Every line below that holds the word "parts" counts once; please tally them and give only the total.

Supplied information Start Marker

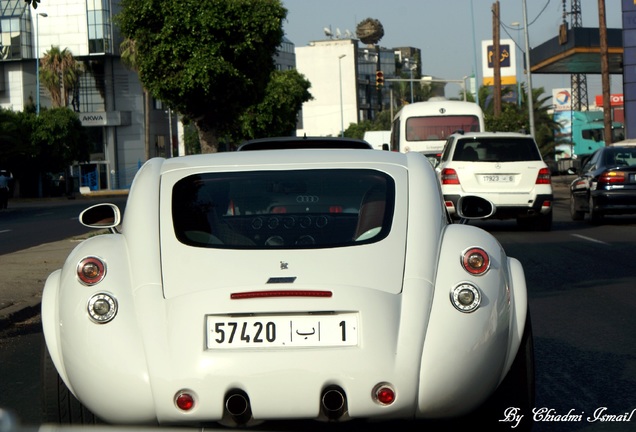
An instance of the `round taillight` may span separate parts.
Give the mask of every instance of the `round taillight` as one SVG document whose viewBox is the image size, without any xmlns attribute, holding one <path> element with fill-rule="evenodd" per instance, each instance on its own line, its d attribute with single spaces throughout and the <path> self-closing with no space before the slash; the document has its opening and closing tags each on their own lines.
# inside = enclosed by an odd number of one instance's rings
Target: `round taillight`
<svg viewBox="0 0 636 432">
<path fill-rule="evenodd" d="M 180 391 L 175 396 L 174 403 L 181 411 L 190 411 L 194 408 L 194 396 L 188 392 Z"/>
<path fill-rule="evenodd" d="M 468 273 L 480 276 L 490 268 L 490 257 L 481 248 L 471 248 L 463 253 L 462 266 Z"/>
<path fill-rule="evenodd" d="M 88 300 L 88 316 L 98 324 L 105 324 L 117 315 L 117 300 L 108 293 L 95 294 Z"/>
<path fill-rule="evenodd" d="M 472 312 L 481 304 L 481 294 L 477 287 L 463 283 L 451 291 L 451 303 L 461 312 Z"/>
<path fill-rule="evenodd" d="M 85 285 L 95 285 L 106 276 L 106 264 L 97 257 L 86 257 L 77 264 L 77 277 Z"/>
<path fill-rule="evenodd" d="M 373 400 L 380 405 L 391 405 L 395 402 L 395 390 L 389 384 L 378 384 L 373 389 Z"/>
</svg>

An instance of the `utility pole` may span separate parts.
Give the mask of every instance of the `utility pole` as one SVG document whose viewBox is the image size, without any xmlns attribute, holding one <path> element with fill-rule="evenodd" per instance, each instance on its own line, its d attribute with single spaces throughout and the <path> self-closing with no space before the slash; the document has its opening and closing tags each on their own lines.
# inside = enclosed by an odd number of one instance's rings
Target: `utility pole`
<svg viewBox="0 0 636 432">
<path fill-rule="evenodd" d="M 493 103 L 495 117 L 501 115 L 501 48 L 499 46 L 499 0 L 492 5 L 492 68 L 493 68 Z"/>
<path fill-rule="evenodd" d="M 603 123 L 605 145 L 612 143 L 612 111 L 610 107 L 609 59 L 607 49 L 607 23 L 605 19 L 605 0 L 598 0 L 598 28 L 601 40 L 601 85 L 603 88 Z"/>
</svg>

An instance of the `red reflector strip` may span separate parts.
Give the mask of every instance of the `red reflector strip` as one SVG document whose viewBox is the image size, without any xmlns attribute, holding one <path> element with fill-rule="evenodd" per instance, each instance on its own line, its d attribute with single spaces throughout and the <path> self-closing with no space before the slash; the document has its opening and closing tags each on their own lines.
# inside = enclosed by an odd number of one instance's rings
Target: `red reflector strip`
<svg viewBox="0 0 636 432">
<path fill-rule="evenodd" d="M 232 293 L 230 298 L 232 300 L 242 300 L 248 298 L 263 298 L 263 297 L 331 297 L 333 293 L 331 291 L 316 291 L 316 290 L 274 290 L 274 291 L 248 291 L 242 293 Z"/>
</svg>

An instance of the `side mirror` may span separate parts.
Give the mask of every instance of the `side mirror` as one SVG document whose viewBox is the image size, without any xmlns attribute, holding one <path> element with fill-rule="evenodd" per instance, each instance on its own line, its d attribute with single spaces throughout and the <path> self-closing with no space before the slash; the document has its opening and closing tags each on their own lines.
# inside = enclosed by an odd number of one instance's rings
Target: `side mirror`
<svg viewBox="0 0 636 432">
<path fill-rule="evenodd" d="M 121 211 L 115 204 L 96 204 L 82 211 L 79 220 L 88 228 L 114 228 L 121 223 Z"/>
<path fill-rule="evenodd" d="M 457 202 L 457 214 L 462 219 L 485 219 L 495 214 L 497 208 L 485 198 L 466 195 Z"/>
<path fill-rule="evenodd" d="M 389 145 L 387 143 L 382 144 L 382 150 L 389 151 Z"/>
</svg>

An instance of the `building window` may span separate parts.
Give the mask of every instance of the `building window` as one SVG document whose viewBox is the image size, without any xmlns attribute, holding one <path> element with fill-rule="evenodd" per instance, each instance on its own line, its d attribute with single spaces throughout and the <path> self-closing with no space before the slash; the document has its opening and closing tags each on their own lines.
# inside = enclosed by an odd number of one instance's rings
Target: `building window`
<svg viewBox="0 0 636 432">
<path fill-rule="evenodd" d="M 88 52 L 112 54 L 112 25 L 108 0 L 86 0 Z"/>
<path fill-rule="evenodd" d="M 0 61 L 33 58 L 28 5 L 24 0 L 0 3 Z"/>
<path fill-rule="evenodd" d="M 74 101 L 79 99 L 73 108 L 78 112 L 105 112 L 103 65 L 93 62 L 85 64 L 85 69 L 79 78 L 79 90 L 73 95 Z"/>
</svg>

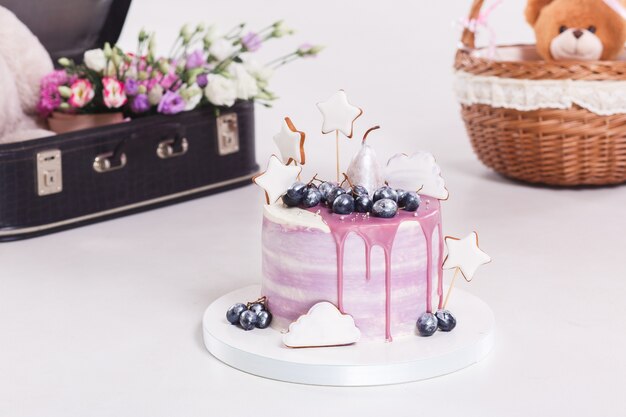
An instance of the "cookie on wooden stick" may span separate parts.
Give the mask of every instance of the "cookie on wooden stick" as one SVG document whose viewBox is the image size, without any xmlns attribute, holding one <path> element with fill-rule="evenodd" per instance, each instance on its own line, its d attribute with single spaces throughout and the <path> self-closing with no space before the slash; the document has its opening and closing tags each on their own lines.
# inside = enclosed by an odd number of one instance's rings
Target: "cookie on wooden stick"
<svg viewBox="0 0 626 417">
<path fill-rule="evenodd" d="M 363 110 L 353 106 L 348 102 L 345 91 L 339 90 L 328 100 L 317 103 L 317 108 L 322 113 L 323 124 L 322 133 L 335 132 L 336 160 L 337 160 L 337 182 L 341 174 L 339 163 L 339 132 L 346 137 L 352 138 L 354 133 L 354 122 L 362 114 Z"/>
</svg>

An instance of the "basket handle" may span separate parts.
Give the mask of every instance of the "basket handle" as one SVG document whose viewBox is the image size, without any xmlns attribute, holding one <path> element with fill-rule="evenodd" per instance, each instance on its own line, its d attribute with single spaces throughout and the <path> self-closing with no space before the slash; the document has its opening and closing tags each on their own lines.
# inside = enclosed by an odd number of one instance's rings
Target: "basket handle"
<svg viewBox="0 0 626 417">
<path fill-rule="evenodd" d="M 478 19 L 478 16 L 480 15 L 480 10 L 483 8 L 484 2 L 485 0 L 474 0 L 474 3 L 472 3 L 472 8 L 469 12 L 469 21 Z M 476 33 L 470 30 L 469 25 L 466 25 L 465 29 L 463 30 L 461 43 L 466 48 L 474 49 L 476 47 Z"/>
</svg>

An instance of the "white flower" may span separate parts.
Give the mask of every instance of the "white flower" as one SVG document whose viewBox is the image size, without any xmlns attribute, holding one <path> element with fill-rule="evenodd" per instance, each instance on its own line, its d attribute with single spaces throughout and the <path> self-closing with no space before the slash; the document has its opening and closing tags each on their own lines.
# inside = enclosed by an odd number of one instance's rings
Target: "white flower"
<svg viewBox="0 0 626 417">
<path fill-rule="evenodd" d="M 193 110 L 202 100 L 202 89 L 198 87 L 198 84 L 183 86 L 180 89 L 180 96 L 185 100 L 185 111 Z"/>
<path fill-rule="evenodd" d="M 96 72 L 104 71 L 104 67 L 107 64 L 107 59 L 102 49 L 90 49 L 85 51 L 83 61 L 87 68 Z"/>
<path fill-rule="evenodd" d="M 237 100 L 237 83 L 222 75 L 209 74 L 209 83 L 204 89 L 207 100 L 216 106 L 230 107 Z"/>
<path fill-rule="evenodd" d="M 237 48 L 232 44 L 232 42 L 220 38 L 216 39 L 209 48 L 209 54 L 211 54 L 218 61 L 223 61 L 233 53 L 237 51 Z"/>
<path fill-rule="evenodd" d="M 283 22 L 282 20 L 274 23 L 274 30 L 272 31 L 272 36 L 274 36 L 275 38 L 281 38 L 285 35 L 291 35 L 293 34 L 293 29 L 285 26 L 285 22 Z"/>
<path fill-rule="evenodd" d="M 163 97 L 163 87 L 159 84 L 152 87 L 152 89 L 148 92 L 148 101 L 153 106 L 156 106 L 161 101 L 161 97 Z"/>
<path fill-rule="evenodd" d="M 241 59 L 243 60 L 243 65 L 246 70 L 252 75 L 257 81 L 261 83 L 267 83 L 270 78 L 274 75 L 274 70 L 270 67 L 266 67 L 262 65 L 256 59 L 250 58 L 248 54 L 242 54 Z"/>
<path fill-rule="evenodd" d="M 237 98 L 249 100 L 259 94 L 259 87 L 257 86 L 256 80 L 246 71 L 243 65 L 233 64 L 230 66 L 230 70 L 237 83 Z"/>
<path fill-rule="evenodd" d="M 215 25 L 211 25 L 206 29 L 206 34 L 204 35 L 204 42 L 209 45 L 212 44 L 220 37 L 220 31 Z"/>
</svg>

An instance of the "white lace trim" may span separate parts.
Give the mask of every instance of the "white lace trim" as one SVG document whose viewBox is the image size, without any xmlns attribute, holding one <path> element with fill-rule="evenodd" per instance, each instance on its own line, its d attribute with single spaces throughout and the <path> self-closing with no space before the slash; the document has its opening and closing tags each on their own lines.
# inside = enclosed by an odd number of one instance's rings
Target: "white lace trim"
<svg viewBox="0 0 626 417">
<path fill-rule="evenodd" d="M 516 80 L 457 71 L 455 91 L 463 104 L 520 111 L 577 104 L 601 116 L 626 113 L 626 81 Z"/>
</svg>

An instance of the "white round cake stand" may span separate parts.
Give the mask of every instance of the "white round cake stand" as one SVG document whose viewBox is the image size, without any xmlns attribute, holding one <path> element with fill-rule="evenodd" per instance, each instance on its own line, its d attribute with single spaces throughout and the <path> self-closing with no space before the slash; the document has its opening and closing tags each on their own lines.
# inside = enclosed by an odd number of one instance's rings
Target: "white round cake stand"
<svg viewBox="0 0 626 417">
<path fill-rule="evenodd" d="M 239 302 L 255 300 L 260 286 L 215 300 L 202 320 L 204 344 L 220 361 L 241 371 L 311 385 L 371 386 L 419 381 L 449 374 L 483 359 L 494 344 L 494 317 L 479 298 L 455 289 L 448 305 L 456 328 L 431 337 L 404 337 L 350 346 L 291 349 L 272 328 L 244 331 L 226 320 Z"/>
</svg>

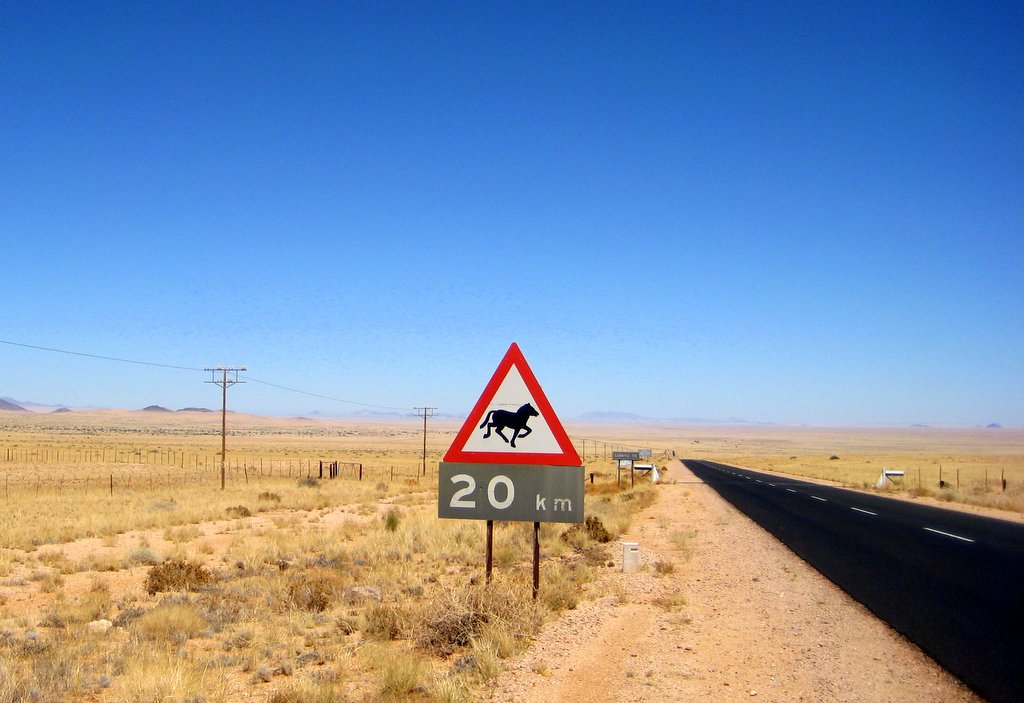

Supplied information End Marker

## Exercise output
10